::: Text block

We have lots of domain-specific data (200M+ data points, each document having ~100 to ~500 words). We wanted to have a domain-specific LM.
We took some sample data points (2M+) & fine-tuned RoBERTa-base using the Mask Language Modelling (MLM) task.
So far
- we did 4-5 epochs (512 sequence length, batch-size=48)
- used cosine learning rate scheduler (2-3 cycles/epochs)
- We used dynamin masking (masked 15% tokens)
Since the RoBERTa model is finetuned on domain-specific data, we do expect this model to perform better than the pre-trained-RoBERTa which is trained on general texts (wiki data, books, etc)
We did perform some tasks like Named Entity Recognition (NER), Text Classification, and Embedding generation to perform cosine similarity tasks. We did this on both finetuned domain-specific RoBERTa and pre-trained-RoBERTa.

::::::
::: Extracted records

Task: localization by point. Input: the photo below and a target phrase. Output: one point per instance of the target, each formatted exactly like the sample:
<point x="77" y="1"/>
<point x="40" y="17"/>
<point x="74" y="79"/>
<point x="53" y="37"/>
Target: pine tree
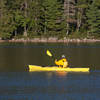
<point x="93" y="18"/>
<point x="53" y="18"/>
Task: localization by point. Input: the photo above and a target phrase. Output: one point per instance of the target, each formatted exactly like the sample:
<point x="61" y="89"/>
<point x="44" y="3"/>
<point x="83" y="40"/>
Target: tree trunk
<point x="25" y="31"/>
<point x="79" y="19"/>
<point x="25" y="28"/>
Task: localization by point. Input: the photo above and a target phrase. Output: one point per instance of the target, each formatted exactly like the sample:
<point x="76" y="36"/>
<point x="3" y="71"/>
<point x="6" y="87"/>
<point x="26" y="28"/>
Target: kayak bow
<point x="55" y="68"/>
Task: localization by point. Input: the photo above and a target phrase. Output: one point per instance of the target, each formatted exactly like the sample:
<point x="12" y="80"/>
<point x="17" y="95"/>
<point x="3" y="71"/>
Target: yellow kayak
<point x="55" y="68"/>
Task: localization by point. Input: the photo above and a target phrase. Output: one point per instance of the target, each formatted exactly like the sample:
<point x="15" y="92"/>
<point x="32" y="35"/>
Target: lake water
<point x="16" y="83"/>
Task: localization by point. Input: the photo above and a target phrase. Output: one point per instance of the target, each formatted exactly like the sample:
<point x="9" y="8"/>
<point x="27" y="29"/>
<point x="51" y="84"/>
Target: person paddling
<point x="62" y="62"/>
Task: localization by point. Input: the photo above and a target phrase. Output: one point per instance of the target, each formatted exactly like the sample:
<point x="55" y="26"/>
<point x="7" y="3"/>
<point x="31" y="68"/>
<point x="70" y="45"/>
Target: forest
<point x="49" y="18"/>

::::::
::: Extracted records

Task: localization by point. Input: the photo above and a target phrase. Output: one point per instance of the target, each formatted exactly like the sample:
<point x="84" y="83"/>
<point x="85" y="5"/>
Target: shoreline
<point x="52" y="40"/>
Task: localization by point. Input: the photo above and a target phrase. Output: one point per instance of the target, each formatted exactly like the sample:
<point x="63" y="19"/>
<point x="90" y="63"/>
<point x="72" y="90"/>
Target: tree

::::::

Directives:
1 – In the RoBERTa fine-tuning post, which learning rate scheduler was used?
2 – Quote the RoBERTa fine-tuning post between "We took some" and "sequence length, batch-size=48)", inclusive.
Rely on the RoBERTa fine-tuning post alone, not on the data.

Written responses:
1 – A cosine learning rate scheduler.

2 –
We took some sample data points (2M+) & fine-tuned RoBERTa-base using the Mask Language Modelling (MLM) task.
So far
- we did 4-5 epochs (512 sequence length, batch-size=48)